> Given exercise: Rewrite the stretch of material from the line containing "tag the grassy slope" through the line containing "<point>298,223</point>", both ends included and the requests kept in, scaling each answer point coordinate by 0.95 and rounding to whole numbers with halves going up. Leave the sample point in the request unchanged, and omit the pictures from your answer.

> Dataset:
•••
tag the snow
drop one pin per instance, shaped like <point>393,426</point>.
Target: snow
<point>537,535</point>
•••
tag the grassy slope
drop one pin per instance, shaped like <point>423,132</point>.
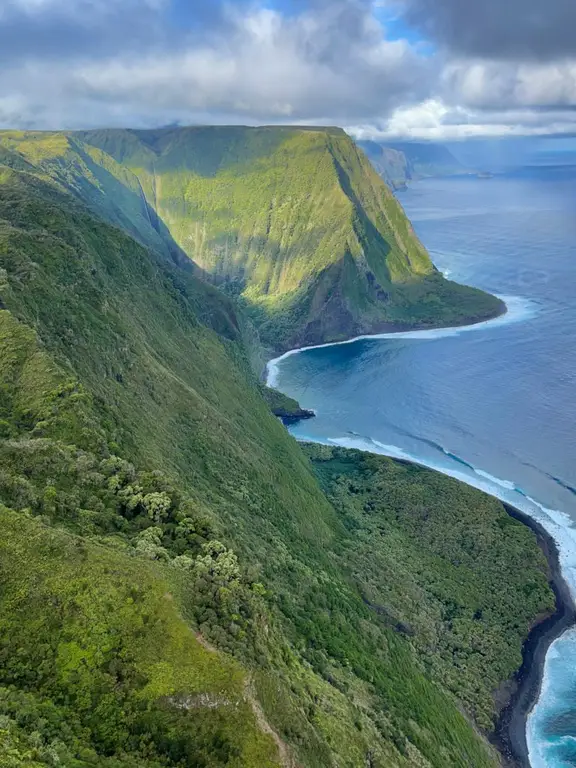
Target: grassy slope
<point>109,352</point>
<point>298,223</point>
•••
> Result of this task:
tag the grassy slope
drop one pin per instance, shaped like <point>423,132</point>.
Target: grassy slope
<point>104,334</point>
<point>283,212</point>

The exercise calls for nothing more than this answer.